[Page text]
IMF, White House Fumble for a Strategy as Argentina Founders
By Paul Blustein
Washington Post Staff Writer
They shut their eyes, gritted their teeth and hoped for the best. That,
in essence, is what the Bush administration and the International Monetary
Fund did when
Argentina defaulted on its debts and devalued its currency a couple
of weeks ago. The reasoning: Giving the Argentine government yet another
international bailout
would only postpone its inevitable financial collapse.
Now Washington is confronted with a mess in Argentina, and it is far
from clear that the policy wizards in the IMF and the U.S. government have
a strategy that will
help keep the country's woes from deepening and spreading.
Mass demonstrations -- which drove two presidents from office over the
past month -- continued this week in Argentina, with hundreds of marchers
taking to the
streets daily in Buenos Aires and rock throwers attacking banks in
major cities to protest a freeze on deposits. Confidence in the peso is
evaporating, with the
currency sliding yesterday to 2.15 per dollar, less than half the value
at which it was pegged for the past decade.
The government of President Eduardo Duhalde has made several moves that
appall Washington's orthodox economic policymakers, notably its attempt
to fix the
exchange rate at 1.4 pesos per dollar for certain transactions while
letting the market set the rate for others (a recipe for corrupt finagling,
in the IMF's view). Duhalde
has also blamed the U.S.-backed free-market approach for his nation's
troubles and proclaimed it a "broken model," raising the specter that Latin
America's
third-largest economy may turn away from globalization and spark a
movement toward protectionism in a region where President Bush had hoped
to forge a
hemisphere-wide free-trade zone.
The unease that all this is arousing in high Washington councils came
through in a speech Bush delivered Wednesday, in which he exhorted Argentina
and other Latin
American nations to "strengthen our commitment to market-based reform,
not weaken it" and inveighed against "those who promise painless protectionism."

[Exercise A]
How would you render this sentence from the article on Argentina's default in Spanish: "They shut their eyes, gritted their teeth and hoped for the best."

[Records shown]
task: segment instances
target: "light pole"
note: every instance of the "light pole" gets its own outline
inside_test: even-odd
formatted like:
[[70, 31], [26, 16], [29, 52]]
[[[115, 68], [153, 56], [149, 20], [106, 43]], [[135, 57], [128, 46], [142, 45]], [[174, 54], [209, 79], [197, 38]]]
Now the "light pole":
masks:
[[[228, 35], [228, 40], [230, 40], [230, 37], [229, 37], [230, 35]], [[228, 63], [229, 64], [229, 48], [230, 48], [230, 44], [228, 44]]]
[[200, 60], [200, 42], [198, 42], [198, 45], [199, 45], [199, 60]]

[Exercise B]
Which lines of the rows contain the string "pole"? Pull out each of them in full.

[Finished answer A]
Cerraron los ojos, apretaron los dientes y esperaron lo mejor.

[Finished answer B]
target: "light pole"
note: every instance of the "light pole" gets its own outline
Now the "light pole":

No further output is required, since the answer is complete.